**TASK BRIEF:** Where the records hold the string "guitar", show the whole line it sits on.

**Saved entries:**
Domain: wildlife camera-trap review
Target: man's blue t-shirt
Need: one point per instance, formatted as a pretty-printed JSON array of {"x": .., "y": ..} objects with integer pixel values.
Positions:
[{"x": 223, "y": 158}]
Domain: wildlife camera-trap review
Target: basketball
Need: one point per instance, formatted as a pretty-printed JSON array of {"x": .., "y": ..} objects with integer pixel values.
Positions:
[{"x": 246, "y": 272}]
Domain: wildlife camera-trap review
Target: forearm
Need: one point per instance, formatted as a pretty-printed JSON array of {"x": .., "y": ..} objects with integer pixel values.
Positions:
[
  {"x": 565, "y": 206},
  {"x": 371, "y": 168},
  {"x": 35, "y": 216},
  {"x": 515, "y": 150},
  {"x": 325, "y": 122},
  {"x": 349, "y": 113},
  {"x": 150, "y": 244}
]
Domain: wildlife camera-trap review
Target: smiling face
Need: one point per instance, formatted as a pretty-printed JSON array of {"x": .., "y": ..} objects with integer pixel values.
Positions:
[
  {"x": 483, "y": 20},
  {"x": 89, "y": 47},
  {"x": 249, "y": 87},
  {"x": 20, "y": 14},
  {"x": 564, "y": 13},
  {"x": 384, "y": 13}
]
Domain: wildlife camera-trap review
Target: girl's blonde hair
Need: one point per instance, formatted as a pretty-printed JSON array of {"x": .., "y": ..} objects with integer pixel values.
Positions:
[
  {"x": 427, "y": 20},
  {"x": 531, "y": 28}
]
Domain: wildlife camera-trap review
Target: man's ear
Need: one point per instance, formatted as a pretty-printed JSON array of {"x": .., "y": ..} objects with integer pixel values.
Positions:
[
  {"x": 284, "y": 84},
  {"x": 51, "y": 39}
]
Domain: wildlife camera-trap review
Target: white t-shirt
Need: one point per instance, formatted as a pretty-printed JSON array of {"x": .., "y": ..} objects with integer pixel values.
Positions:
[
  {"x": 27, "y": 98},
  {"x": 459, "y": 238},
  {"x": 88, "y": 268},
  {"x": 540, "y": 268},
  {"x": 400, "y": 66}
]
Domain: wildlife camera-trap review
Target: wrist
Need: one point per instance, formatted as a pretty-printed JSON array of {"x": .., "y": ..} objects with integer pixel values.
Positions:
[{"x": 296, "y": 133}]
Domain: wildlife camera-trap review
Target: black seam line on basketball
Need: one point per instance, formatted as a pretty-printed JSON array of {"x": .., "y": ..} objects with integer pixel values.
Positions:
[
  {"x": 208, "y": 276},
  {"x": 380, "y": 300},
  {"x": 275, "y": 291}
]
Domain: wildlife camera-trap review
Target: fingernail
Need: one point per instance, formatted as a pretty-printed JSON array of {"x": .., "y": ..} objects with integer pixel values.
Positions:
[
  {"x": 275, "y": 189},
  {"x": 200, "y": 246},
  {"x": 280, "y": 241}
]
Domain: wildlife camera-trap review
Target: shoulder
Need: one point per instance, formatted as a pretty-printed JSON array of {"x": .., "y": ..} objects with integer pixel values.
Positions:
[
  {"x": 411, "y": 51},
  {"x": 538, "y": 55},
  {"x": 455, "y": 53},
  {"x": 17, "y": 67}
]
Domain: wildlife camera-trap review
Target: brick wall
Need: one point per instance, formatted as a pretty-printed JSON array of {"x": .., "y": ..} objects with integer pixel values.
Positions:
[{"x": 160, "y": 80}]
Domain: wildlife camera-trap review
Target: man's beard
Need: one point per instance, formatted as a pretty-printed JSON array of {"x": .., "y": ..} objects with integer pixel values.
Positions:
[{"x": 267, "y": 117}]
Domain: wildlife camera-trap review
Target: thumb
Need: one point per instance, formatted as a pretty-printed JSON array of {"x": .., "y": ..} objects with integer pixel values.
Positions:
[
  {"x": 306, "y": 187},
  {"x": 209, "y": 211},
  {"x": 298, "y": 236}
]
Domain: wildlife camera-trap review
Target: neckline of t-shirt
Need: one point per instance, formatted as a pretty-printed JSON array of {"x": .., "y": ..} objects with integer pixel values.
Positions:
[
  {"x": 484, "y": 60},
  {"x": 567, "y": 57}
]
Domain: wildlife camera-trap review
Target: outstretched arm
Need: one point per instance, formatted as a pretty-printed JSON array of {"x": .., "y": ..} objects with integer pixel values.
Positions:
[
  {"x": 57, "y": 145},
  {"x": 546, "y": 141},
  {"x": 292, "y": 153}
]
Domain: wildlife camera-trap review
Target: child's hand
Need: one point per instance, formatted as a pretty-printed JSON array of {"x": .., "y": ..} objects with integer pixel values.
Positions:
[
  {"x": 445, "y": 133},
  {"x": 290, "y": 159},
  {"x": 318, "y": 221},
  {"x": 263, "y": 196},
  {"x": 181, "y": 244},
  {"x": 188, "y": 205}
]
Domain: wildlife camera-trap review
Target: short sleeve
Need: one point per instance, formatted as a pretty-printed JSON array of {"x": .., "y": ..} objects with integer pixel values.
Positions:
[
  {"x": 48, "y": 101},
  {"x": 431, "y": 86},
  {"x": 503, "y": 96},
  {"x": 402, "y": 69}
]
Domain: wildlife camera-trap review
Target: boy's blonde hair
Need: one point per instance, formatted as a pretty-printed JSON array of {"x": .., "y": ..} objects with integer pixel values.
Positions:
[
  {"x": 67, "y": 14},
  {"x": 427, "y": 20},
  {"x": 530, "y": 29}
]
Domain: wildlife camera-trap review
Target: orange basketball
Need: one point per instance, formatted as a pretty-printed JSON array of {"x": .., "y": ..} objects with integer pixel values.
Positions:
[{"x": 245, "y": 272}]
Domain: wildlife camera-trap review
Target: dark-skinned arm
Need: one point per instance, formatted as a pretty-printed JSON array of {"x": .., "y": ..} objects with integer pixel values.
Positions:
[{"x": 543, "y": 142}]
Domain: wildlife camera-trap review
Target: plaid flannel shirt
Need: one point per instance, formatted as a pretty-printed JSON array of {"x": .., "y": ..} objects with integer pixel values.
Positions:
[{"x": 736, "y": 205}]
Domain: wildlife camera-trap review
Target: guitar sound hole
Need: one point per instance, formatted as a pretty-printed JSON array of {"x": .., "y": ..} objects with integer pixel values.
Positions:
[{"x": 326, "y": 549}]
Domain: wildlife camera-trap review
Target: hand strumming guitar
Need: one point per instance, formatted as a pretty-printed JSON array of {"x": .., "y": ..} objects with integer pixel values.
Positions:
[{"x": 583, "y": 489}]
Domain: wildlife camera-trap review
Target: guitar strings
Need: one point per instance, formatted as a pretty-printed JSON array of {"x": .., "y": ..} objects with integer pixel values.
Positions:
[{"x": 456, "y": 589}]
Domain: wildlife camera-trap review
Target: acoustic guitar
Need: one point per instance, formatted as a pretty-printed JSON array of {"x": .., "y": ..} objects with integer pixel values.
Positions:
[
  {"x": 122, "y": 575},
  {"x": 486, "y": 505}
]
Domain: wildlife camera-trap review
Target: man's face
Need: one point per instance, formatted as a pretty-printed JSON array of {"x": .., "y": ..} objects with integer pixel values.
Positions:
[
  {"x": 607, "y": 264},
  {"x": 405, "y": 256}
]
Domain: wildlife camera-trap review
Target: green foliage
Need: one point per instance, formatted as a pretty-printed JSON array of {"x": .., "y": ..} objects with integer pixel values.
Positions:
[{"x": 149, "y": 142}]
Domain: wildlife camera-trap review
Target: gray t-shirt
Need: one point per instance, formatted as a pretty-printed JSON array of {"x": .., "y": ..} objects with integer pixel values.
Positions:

**WRITTEN REPLY:**
Target: guitar sound hole
Target: hand strumming guitar
Target: guitar strings
Target: acoustic guitar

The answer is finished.